## What the exercise asks
Please set down, word for word, the lines from the one containing "Target: wooden stick" through the end of the lines, including both ends.

## Records provided

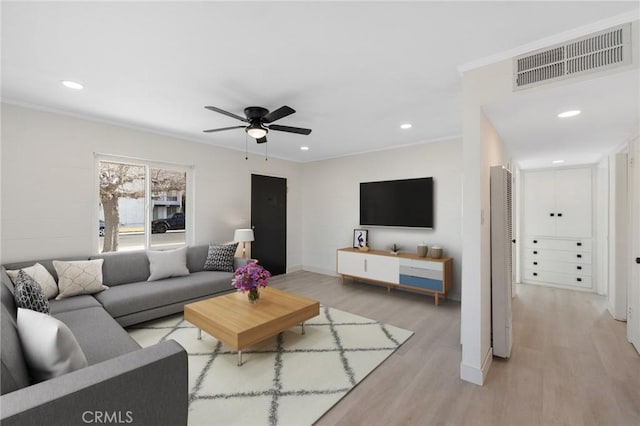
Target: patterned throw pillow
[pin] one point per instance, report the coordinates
(29, 294)
(42, 277)
(79, 277)
(220, 257)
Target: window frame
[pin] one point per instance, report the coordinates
(188, 169)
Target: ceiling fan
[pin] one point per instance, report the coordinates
(257, 117)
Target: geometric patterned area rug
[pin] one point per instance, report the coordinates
(290, 379)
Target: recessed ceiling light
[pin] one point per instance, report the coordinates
(571, 113)
(72, 85)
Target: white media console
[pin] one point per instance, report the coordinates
(404, 270)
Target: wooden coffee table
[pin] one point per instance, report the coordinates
(239, 324)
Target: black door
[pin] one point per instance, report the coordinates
(269, 222)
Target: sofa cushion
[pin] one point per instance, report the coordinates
(49, 346)
(167, 263)
(42, 277)
(79, 277)
(100, 336)
(29, 295)
(136, 297)
(15, 374)
(220, 257)
(81, 301)
(124, 267)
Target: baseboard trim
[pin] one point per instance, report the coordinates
(330, 272)
(294, 269)
(476, 375)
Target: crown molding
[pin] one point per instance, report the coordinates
(552, 40)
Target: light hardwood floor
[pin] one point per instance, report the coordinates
(571, 363)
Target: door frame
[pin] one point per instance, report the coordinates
(633, 295)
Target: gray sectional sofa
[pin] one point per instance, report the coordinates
(123, 383)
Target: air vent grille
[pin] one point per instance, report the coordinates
(596, 52)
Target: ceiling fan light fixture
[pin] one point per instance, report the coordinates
(571, 113)
(256, 131)
(72, 85)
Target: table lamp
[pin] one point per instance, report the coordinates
(242, 236)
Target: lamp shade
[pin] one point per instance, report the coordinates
(242, 235)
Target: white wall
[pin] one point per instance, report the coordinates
(331, 202)
(49, 192)
(482, 148)
(619, 227)
(601, 210)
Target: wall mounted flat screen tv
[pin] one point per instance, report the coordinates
(403, 203)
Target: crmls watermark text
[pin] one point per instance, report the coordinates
(107, 417)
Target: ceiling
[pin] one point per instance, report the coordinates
(354, 71)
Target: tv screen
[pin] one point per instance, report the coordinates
(406, 202)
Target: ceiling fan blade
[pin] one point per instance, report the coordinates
(278, 114)
(289, 129)
(227, 113)
(223, 128)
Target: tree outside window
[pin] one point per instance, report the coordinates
(142, 206)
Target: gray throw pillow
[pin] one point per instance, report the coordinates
(167, 263)
(42, 277)
(29, 295)
(220, 257)
(50, 348)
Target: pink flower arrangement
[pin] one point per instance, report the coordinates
(250, 277)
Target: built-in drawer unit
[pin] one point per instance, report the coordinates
(558, 261)
(575, 280)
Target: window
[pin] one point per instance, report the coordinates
(142, 205)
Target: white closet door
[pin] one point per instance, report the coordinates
(573, 203)
(539, 203)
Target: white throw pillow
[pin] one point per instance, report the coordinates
(50, 348)
(79, 277)
(167, 263)
(40, 274)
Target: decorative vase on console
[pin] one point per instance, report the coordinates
(249, 279)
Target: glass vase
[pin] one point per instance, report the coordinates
(253, 295)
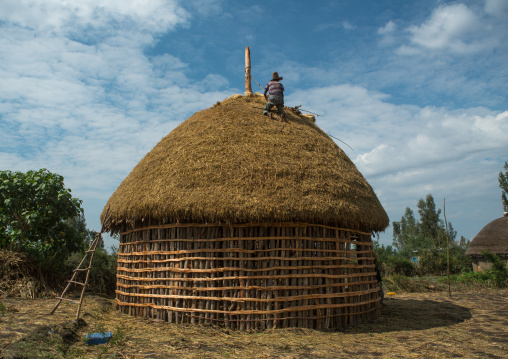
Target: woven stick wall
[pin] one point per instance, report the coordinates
(251, 276)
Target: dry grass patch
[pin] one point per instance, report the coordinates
(430, 325)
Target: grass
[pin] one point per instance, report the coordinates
(470, 324)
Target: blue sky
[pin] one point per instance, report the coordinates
(419, 89)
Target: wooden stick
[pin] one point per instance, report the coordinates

## Full output
Target: wooden stick
[pin] one point per instance, report the coordinates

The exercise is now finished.